JOB = Give back only the lines from the one with "Labeling batch C. For the image above, tag the woman's eyebrow" through the last line of the data, exactly as they appear.

══════════════════════════════

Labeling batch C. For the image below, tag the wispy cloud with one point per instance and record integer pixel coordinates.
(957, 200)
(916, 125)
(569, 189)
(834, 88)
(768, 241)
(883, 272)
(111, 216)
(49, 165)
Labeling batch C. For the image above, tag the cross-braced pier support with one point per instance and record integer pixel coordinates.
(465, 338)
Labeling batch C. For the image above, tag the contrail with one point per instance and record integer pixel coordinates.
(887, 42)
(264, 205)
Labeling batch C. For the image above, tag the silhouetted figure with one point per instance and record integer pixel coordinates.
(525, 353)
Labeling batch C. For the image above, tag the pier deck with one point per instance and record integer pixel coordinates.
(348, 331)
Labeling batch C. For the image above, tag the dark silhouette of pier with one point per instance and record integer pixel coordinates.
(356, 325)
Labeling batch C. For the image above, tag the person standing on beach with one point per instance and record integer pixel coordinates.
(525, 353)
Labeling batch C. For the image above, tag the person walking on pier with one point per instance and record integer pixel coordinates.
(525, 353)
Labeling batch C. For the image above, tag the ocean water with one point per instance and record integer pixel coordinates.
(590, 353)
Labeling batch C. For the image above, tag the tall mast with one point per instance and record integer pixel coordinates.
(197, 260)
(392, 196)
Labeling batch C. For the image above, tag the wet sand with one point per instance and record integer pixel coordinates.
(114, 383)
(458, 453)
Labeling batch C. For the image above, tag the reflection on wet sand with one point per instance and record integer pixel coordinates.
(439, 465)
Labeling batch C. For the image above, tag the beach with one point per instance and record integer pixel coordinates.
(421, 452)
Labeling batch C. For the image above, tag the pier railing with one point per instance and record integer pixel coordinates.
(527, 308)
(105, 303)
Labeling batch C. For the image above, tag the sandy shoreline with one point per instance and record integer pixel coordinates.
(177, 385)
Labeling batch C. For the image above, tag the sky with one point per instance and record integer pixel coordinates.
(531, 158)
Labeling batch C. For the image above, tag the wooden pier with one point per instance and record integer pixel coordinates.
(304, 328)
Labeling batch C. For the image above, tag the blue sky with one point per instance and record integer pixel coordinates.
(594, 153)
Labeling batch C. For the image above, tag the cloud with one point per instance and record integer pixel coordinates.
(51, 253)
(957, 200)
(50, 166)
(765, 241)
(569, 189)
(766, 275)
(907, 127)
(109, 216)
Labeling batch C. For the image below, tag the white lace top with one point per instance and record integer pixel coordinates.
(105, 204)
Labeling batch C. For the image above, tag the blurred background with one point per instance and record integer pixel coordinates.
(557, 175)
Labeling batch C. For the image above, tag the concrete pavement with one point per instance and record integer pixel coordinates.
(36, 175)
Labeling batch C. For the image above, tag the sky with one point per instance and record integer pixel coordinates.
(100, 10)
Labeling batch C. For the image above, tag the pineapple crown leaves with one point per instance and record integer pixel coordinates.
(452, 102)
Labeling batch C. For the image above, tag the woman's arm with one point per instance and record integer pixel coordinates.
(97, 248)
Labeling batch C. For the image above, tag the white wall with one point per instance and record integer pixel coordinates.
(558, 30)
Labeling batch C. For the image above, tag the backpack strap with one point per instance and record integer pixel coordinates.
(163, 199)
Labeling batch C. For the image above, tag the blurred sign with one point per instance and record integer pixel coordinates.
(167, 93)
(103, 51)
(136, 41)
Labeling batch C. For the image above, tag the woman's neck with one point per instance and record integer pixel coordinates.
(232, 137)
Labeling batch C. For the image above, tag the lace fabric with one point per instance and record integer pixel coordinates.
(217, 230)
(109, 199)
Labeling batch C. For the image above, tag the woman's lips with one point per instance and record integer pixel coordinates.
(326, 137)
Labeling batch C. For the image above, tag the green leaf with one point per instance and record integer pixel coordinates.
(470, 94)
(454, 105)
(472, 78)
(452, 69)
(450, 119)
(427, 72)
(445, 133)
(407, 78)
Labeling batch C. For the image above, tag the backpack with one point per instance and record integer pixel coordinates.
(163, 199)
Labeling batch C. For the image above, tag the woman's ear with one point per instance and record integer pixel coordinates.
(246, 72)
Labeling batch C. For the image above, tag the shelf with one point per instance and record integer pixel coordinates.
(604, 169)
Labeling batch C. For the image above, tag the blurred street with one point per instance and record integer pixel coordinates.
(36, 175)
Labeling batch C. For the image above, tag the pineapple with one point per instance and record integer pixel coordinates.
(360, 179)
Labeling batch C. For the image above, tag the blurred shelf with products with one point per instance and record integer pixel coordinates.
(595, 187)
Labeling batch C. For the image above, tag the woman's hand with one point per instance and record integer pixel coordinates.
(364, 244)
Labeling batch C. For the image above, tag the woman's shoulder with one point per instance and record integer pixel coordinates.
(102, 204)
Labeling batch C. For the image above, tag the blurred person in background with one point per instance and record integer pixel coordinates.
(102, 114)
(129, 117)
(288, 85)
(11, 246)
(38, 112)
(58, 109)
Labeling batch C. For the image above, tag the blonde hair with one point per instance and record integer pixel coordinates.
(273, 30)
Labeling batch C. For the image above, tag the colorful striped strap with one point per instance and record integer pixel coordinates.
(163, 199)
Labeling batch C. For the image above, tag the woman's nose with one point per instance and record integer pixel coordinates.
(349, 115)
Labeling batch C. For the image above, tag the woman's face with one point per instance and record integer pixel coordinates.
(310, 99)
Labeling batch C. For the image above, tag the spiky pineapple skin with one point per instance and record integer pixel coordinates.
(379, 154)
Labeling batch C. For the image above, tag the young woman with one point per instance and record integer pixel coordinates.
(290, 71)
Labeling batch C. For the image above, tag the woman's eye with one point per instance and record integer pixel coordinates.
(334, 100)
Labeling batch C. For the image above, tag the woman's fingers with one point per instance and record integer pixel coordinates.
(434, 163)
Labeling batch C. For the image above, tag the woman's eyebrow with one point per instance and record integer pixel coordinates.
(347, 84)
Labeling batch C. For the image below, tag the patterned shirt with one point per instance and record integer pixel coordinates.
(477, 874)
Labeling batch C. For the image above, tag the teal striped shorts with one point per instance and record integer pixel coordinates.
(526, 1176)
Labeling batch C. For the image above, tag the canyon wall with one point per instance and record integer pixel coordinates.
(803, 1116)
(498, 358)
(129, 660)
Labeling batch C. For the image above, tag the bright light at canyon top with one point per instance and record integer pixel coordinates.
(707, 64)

══════════════════════════════

RESULT OF THIS TASK =
Labeling batch C. For the image above, tag the woman's eyebrow with one point per instance and record integer pixel coordinates.
(347, 84)
Labeling batch C. For the image below, tag the patterned shirt with one point per instance and record integer pixel coordinates.
(477, 874)
Labeling batch C. For the image above, tag the teal striped shorts with one point per instance and record integer pixel coordinates.
(526, 1176)
Labeling batch C. For the image above, tag the canyon wall with one point per instance and record integer pixel coordinates.
(803, 1116)
(498, 358)
(129, 660)
Labeling batch C. For the image above, tag the bright light at canyon top with one point per instance and record integer pixel coordinates.
(707, 64)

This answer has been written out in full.